■ Records supplied:

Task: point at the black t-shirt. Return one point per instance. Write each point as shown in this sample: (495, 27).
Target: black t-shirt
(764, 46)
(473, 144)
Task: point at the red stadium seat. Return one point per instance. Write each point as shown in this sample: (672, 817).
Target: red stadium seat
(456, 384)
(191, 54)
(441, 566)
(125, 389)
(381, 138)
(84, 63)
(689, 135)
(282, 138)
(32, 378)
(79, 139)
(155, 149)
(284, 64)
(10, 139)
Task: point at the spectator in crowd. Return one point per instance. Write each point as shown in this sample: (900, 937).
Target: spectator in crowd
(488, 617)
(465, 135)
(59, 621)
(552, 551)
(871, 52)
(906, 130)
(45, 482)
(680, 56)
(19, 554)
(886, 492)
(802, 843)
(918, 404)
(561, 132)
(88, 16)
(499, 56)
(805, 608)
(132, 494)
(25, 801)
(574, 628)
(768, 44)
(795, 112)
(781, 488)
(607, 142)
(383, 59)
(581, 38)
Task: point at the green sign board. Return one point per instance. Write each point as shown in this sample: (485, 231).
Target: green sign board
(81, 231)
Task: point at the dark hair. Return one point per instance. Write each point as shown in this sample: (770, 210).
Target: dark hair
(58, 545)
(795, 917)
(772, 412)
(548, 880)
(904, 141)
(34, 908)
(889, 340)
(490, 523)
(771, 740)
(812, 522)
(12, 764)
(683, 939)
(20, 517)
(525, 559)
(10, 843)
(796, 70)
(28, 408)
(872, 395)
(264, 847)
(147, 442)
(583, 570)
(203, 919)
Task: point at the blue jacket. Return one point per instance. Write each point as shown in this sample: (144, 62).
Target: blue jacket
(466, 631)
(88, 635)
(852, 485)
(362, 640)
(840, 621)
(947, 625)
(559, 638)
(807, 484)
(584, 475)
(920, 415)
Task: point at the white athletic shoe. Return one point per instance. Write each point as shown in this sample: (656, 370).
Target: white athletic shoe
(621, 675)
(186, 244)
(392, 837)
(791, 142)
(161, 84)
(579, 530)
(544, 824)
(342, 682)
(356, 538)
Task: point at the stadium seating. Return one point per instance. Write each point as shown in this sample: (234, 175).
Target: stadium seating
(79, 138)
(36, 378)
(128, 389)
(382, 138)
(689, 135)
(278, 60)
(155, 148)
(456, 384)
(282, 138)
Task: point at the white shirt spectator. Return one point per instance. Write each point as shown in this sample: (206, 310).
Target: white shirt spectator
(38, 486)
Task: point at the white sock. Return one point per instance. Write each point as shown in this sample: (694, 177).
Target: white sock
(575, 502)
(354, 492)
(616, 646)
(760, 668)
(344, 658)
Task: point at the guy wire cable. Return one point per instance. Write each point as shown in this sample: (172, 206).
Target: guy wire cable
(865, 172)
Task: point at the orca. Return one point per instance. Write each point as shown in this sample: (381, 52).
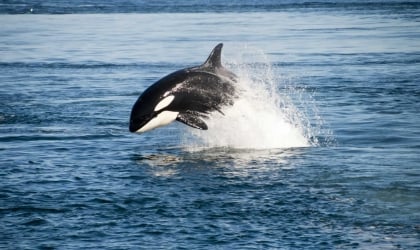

■ Directions:
Which lines of the listing above contain the string "shoe"? Collect each of them in full.

■ Solution for this task:
Task: point at the white athletic shoe. Return one point per instance. Write each point as shown in this sample: (656, 370).
Target: white athletic shoe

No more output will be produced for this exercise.